== Segment start ==

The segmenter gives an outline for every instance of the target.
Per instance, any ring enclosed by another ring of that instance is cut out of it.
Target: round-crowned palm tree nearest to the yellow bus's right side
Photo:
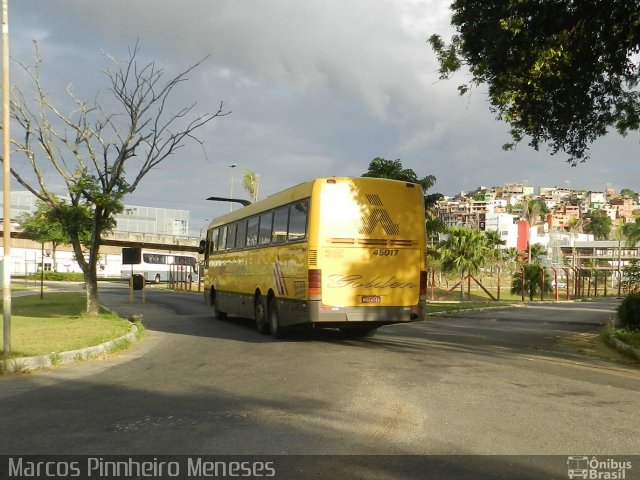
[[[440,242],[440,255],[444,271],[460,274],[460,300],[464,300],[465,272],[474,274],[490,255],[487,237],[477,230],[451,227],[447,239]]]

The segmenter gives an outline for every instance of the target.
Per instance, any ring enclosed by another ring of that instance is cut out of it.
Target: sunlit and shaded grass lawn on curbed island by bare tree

== Segment end ==
== Segment start ==

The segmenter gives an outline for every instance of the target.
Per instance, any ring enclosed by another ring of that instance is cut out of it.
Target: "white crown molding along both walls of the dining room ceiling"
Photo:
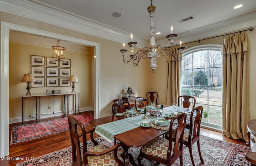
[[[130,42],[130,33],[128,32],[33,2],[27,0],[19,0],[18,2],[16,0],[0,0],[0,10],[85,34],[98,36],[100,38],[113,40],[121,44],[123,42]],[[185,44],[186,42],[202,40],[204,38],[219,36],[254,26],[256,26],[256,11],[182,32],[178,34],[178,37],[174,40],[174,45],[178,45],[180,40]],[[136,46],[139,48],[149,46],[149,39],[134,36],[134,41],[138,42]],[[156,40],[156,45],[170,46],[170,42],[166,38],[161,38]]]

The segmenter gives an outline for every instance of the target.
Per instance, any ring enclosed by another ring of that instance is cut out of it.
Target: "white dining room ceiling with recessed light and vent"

== Segment end ==
== Segment start ==

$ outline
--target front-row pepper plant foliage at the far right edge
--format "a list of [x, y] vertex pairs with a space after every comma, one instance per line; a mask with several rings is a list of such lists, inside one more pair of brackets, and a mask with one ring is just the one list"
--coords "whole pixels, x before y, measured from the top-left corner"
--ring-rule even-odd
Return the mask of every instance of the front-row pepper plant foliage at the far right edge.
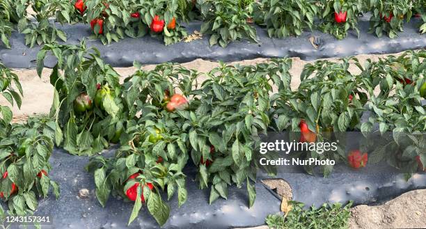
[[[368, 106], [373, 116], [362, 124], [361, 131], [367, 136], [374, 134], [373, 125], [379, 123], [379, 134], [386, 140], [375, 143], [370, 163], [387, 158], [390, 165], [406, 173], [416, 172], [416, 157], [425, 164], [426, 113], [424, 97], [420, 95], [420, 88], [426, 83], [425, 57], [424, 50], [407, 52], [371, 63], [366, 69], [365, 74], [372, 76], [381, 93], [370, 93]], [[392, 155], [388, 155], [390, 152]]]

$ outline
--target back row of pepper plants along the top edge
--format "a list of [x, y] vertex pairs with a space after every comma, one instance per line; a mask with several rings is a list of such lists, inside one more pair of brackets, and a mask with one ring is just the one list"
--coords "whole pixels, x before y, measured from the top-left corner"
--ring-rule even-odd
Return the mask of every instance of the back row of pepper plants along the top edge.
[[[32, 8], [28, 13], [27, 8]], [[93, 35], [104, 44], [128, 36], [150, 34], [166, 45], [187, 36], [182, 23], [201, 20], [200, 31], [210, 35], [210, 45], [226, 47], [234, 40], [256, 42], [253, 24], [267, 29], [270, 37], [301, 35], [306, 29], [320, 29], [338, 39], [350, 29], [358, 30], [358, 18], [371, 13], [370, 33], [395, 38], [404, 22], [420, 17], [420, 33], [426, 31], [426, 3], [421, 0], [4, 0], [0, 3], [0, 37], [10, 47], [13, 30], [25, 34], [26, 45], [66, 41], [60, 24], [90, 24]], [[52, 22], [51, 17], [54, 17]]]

== Segment end ==

▶ **TASK REQUIREMENTS**: How many lines in the listing above include the word "dining"? Respond with the number and nothing else.

▶ **ANSWER FOR THE TASK**: 2